[What you will do]
1 - From the passage on cervical spine injuries, list every cause of spinal cord injuries that it names.
2 - Restate the passage on cervical spine injuries starting with "Prompt diagnosis of" and going on through "of dollars paid.", changing "malpractice" to "liability".

[Given passage]
Prompt diagnosis of cervical spine (C-spine) injuries is imperative to provide early treatment and prevent secondary spinal cord injury. Motor vehicle collisions account for the majority of spinal cord injuries followed by falls and acts of violence (i.e., gunshot wounds).1 Cervical spine injuries are found in 2% to 3% of blunt trauma patients that undergo imaging.2 The cervical spine is the most common location in the spine to be injured, accounting for upward of 60% of cases.1,3 Unfortunately, a delay in diagnosis occurs in one-quarter of cases. Approximately 3% of malpractice claims are related to fractures of the spine, and these claims account for almost 10% of dollars paid.

[Entries supplied]
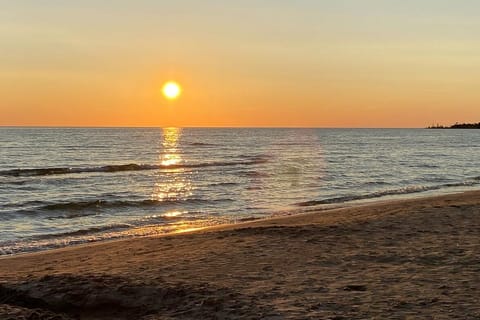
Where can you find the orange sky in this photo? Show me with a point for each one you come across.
(305, 63)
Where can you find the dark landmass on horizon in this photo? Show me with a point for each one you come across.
(457, 126)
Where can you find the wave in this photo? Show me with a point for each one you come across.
(384, 193)
(201, 144)
(82, 232)
(124, 167)
(104, 204)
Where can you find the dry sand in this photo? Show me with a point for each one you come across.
(408, 259)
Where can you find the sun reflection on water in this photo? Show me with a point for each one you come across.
(172, 184)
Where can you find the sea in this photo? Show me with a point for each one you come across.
(65, 186)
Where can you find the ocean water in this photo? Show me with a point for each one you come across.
(63, 186)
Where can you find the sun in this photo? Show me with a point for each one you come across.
(171, 90)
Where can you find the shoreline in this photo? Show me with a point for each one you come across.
(188, 226)
(403, 258)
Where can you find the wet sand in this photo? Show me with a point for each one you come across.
(406, 259)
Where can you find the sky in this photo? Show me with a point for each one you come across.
(253, 63)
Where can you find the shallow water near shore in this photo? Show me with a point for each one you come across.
(62, 186)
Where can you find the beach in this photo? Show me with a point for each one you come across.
(398, 259)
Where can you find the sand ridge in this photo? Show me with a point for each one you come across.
(407, 259)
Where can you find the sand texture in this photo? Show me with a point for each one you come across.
(406, 259)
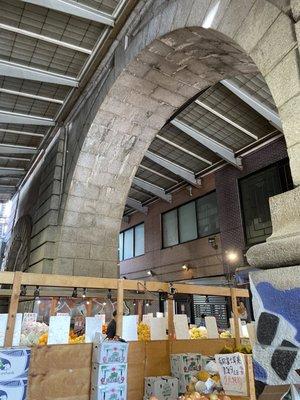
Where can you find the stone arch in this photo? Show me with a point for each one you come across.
(175, 50)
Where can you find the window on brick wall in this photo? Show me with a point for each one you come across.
(255, 190)
(193, 220)
(132, 242)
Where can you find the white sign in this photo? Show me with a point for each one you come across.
(158, 328)
(59, 328)
(92, 325)
(211, 327)
(181, 327)
(129, 329)
(29, 317)
(232, 371)
(17, 329)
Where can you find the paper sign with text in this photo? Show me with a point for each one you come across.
(29, 317)
(232, 370)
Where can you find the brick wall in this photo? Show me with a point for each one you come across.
(198, 254)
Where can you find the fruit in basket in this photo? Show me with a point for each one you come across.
(143, 332)
(203, 376)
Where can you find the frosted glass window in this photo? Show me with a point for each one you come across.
(128, 244)
(187, 222)
(208, 217)
(121, 246)
(170, 228)
(139, 241)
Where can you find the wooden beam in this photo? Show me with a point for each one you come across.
(171, 330)
(13, 309)
(120, 300)
(235, 317)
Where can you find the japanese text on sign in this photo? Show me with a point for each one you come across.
(233, 373)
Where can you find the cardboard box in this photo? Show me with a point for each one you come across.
(14, 364)
(110, 352)
(13, 390)
(162, 387)
(184, 363)
(104, 374)
(109, 392)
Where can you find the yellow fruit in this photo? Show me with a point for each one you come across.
(203, 376)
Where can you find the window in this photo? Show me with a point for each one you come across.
(255, 190)
(193, 220)
(170, 228)
(187, 222)
(132, 242)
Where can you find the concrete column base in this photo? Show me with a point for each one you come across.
(282, 248)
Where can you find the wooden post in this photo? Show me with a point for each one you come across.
(235, 317)
(89, 308)
(13, 309)
(120, 300)
(54, 303)
(140, 310)
(250, 377)
(171, 331)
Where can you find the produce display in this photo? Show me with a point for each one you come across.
(31, 333)
(73, 338)
(201, 333)
(143, 332)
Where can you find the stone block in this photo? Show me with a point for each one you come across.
(234, 16)
(197, 13)
(291, 120)
(283, 80)
(275, 44)
(260, 18)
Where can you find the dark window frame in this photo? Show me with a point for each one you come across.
(133, 242)
(286, 184)
(178, 228)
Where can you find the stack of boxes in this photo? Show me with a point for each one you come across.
(109, 371)
(184, 367)
(14, 367)
(161, 387)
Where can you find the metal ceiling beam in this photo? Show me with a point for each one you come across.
(73, 8)
(222, 151)
(253, 102)
(47, 39)
(184, 173)
(30, 96)
(15, 158)
(136, 205)
(158, 173)
(16, 149)
(23, 133)
(8, 117)
(149, 187)
(183, 149)
(14, 70)
(226, 119)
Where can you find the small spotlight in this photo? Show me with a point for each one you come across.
(36, 292)
(23, 290)
(232, 256)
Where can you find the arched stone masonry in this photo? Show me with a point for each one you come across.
(168, 54)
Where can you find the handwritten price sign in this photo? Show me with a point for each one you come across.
(232, 371)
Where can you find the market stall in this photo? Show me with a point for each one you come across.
(63, 371)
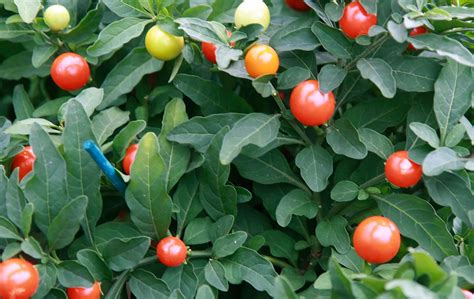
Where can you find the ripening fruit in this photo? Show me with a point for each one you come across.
(376, 239)
(356, 21)
(70, 71)
(56, 17)
(401, 171)
(171, 251)
(261, 60)
(85, 293)
(129, 158)
(18, 279)
(309, 105)
(24, 160)
(163, 45)
(252, 12)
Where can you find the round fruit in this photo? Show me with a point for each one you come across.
(414, 32)
(309, 105)
(129, 158)
(85, 293)
(171, 251)
(261, 60)
(298, 5)
(377, 239)
(356, 21)
(163, 45)
(70, 71)
(252, 12)
(57, 17)
(18, 279)
(24, 161)
(209, 49)
(401, 171)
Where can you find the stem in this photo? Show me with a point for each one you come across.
(277, 262)
(292, 122)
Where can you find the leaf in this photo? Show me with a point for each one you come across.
(344, 191)
(123, 254)
(21, 103)
(380, 73)
(46, 190)
(344, 140)
(127, 74)
(330, 77)
(199, 131)
(450, 190)
(65, 225)
(215, 275)
(332, 40)
(228, 244)
(144, 284)
(376, 143)
(296, 202)
(146, 195)
(417, 220)
(106, 122)
(175, 156)
(315, 164)
(71, 274)
(332, 232)
(296, 35)
(452, 96)
(425, 133)
(254, 128)
(248, 265)
(28, 9)
(441, 160)
(116, 34)
(443, 46)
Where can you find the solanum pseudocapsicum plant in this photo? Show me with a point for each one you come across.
(356, 183)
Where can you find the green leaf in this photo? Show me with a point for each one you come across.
(21, 103)
(254, 128)
(443, 46)
(197, 231)
(28, 9)
(127, 74)
(123, 254)
(425, 133)
(65, 225)
(71, 274)
(380, 73)
(228, 244)
(144, 284)
(199, 131)
(452, 97)
(116, 34)
(450, 190)
(215, 275)
(296, 35)
(344, 140)
(296, 202)
(330, 77)
(417, 220)
(106, 122)
(146, 195)
(333, 40)
(376, 143)
(344, 191)
(248, 265)
(46, 190)
(175, 156)
(332, 232)
(441, 160)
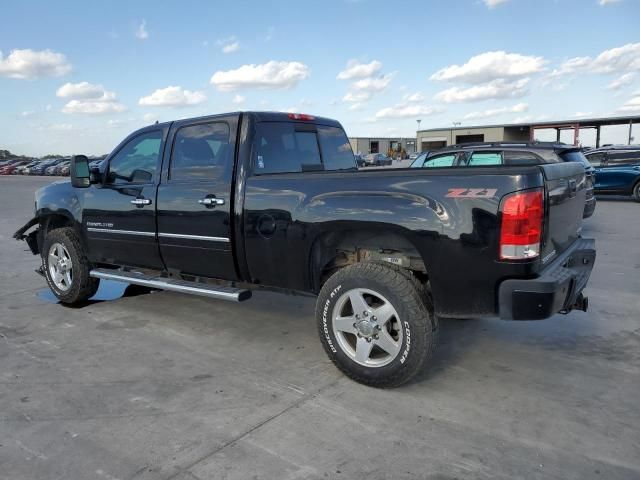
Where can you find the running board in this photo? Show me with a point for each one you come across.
(194, 288)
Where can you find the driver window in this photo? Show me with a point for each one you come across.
(136, 162)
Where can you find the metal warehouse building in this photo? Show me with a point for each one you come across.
(365, 145)
(433, 139)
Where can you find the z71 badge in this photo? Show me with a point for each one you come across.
(471, 193)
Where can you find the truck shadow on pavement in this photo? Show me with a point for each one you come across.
(108, 290)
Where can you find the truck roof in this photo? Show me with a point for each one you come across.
(264, 116)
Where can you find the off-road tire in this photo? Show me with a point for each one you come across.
(83, 286)
(415, 310)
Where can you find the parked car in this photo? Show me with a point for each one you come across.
(11, 166)
(50, 170)
(377, 159)
(61, 166)
(26, 168)
(196, 207)
(504, 153)
(617, 170)
(41, 167)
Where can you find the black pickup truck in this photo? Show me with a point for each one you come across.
(224, 204)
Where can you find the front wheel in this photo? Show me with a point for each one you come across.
(376, 324)
(66, 266)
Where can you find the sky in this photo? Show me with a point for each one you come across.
(77, 76)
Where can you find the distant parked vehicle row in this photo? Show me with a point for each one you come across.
(617, 170)
(51, 167)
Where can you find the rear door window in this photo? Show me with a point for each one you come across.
(201, 152)
(596, 159)
(445, 160)
(520, 158)
(280, 148)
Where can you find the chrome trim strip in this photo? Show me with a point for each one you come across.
(121, 232)
(233, 296)
(193, 237)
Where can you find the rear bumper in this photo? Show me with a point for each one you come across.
(558, 289)
(589, 207)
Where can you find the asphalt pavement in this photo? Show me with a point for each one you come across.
(168, 386)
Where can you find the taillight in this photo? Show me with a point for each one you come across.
(521, 230)
(301, 116)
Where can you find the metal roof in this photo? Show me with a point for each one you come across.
(583, 122)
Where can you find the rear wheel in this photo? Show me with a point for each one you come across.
(636, 192)
(66, 266)
(376, 323)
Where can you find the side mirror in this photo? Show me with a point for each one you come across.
(79, 171)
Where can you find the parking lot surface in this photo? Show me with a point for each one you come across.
(168, 386)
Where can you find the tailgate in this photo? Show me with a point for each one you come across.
(566, 187)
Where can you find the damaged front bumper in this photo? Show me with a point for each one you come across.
(32, 237)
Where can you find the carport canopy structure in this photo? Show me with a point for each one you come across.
(585, 123)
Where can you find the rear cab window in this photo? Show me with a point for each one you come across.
(288, 147)
(445, 160)
(481, 159)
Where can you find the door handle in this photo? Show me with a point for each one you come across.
(211, 201)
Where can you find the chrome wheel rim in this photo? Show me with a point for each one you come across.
(367, 327)
(60, 267)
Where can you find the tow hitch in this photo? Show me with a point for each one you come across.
(581, 303)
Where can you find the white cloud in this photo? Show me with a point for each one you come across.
(619, 59)
(356, 97)
(93, 107)
(373, 84)
(496, 89)
(150, 117)
(172, 96)
(88, 98)
(518, 108)
(622, 81)
(633, 105)
(28, 64)
(141, 32)
(80, 90)
(491, 66)
(404, 110)
(414, 97)
(273, 75)
(355, 69)
(494, 3)
(232, 47)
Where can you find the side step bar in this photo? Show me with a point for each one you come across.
(182, 286)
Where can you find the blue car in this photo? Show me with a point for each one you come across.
(617, 170)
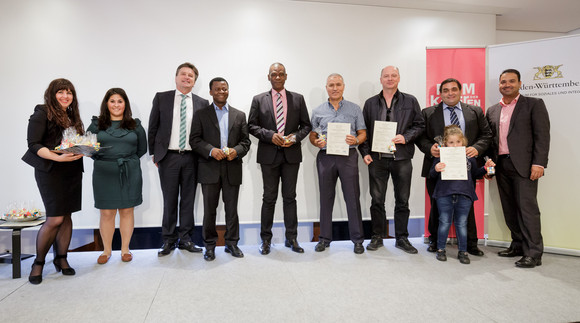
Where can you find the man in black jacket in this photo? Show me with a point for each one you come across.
(402, 108)
(475, 128)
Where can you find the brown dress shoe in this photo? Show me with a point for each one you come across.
(127, 257)
(103, 259)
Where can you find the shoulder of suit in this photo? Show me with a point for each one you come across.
(263, 94)
(40, 108)
(469, 106)
(294, 94)
(407, 96)
(170, 92)
(234, 110)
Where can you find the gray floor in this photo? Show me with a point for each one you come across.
(333, 286)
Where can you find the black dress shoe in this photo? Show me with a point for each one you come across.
(165, 249)
(58, 262)
(441, 255)
(511, 252)
(234, 250)
(265, 247)
(209, 255)
(37, 279)
(405, 245)
(475, 251)
(528, 262)
(321, 246)
(432, 247)
(293, 244)
(376, 243)
(189, 246)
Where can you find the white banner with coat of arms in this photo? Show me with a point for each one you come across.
(550, 69)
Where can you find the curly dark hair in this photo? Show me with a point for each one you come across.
(64, 118)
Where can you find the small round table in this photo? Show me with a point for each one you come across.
(16, 256)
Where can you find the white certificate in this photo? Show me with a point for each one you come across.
(383, 135)
(455, 163)
(336, 138)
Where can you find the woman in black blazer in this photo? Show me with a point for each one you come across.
(59, 177)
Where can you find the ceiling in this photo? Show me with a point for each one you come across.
(559, 16)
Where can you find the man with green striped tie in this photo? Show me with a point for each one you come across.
(169, 128)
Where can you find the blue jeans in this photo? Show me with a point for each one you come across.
(455, 206)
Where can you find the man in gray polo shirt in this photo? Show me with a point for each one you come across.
(332, 167)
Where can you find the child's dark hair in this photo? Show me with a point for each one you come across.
(453, 130)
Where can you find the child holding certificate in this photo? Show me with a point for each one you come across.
(455, 197)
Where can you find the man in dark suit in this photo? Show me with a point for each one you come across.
(395, 106)
(520, 146)
(279, 119)
(219, 135)
(472, 122)
(169, 125)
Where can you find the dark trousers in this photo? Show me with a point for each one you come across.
(379, 172)
(177, 174)
(211, 195)
(272, 174)
(330, 168)
(433, 225)
(520, 208)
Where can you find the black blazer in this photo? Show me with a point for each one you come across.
(409, 119)
(161, 120)
(528, 136)
(477, 132)
(262, 125)
(43, 133)
(205, 135)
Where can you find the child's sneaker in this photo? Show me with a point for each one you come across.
(441, 256)
(463, 257)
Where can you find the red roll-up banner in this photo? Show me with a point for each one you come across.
(468, 66)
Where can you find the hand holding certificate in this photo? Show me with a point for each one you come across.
(336, 138)
(455, 163)
(383, 134)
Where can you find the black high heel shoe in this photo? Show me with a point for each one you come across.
(35, 280)
(65, 271)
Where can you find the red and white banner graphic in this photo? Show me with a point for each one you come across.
(467, 65)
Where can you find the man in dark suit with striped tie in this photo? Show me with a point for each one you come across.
(279, 119)
(169, 128)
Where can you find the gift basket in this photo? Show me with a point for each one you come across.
(73, 143)
(20, 212)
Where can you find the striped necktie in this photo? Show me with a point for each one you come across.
(279, 114)
(453, 116)
(182, 122)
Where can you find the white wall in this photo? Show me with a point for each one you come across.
(512, 36)
(138, 44)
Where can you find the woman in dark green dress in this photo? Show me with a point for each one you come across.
(117, 181)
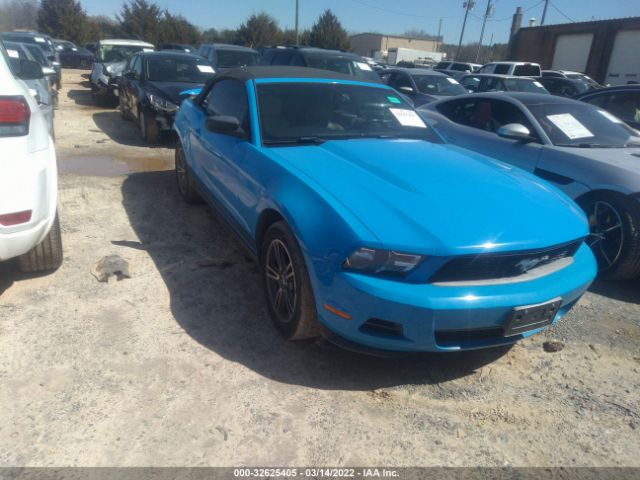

[Replies]
1 -
- Motor vehicle collisions
- Falls
- Acts of violence (i.e., gunshot wounds)

2 -
Prompt diagnosis of cervical spine (C-spine) injuries is imperative to provide early treatment and prevent secondary spinal cord injury. Motor vehicle collisions account for the majority of spinal cord injuries followed by falls and acts of violence (i.e., gunshot wounds).1 Cervical spine injuries are found in 2% to 3% of blunt trauma patients that undergo imaging.2 The cervical spine is the most common location in the spine to be injured, accounting for upward of 60% of cases.1,3 Unfortunately, a delay in diagnosis occurs in one-quarter of cases. Approximately 3% of liability claims are related to fractures of the spine, and these claims account for almost 10% of dollars paid.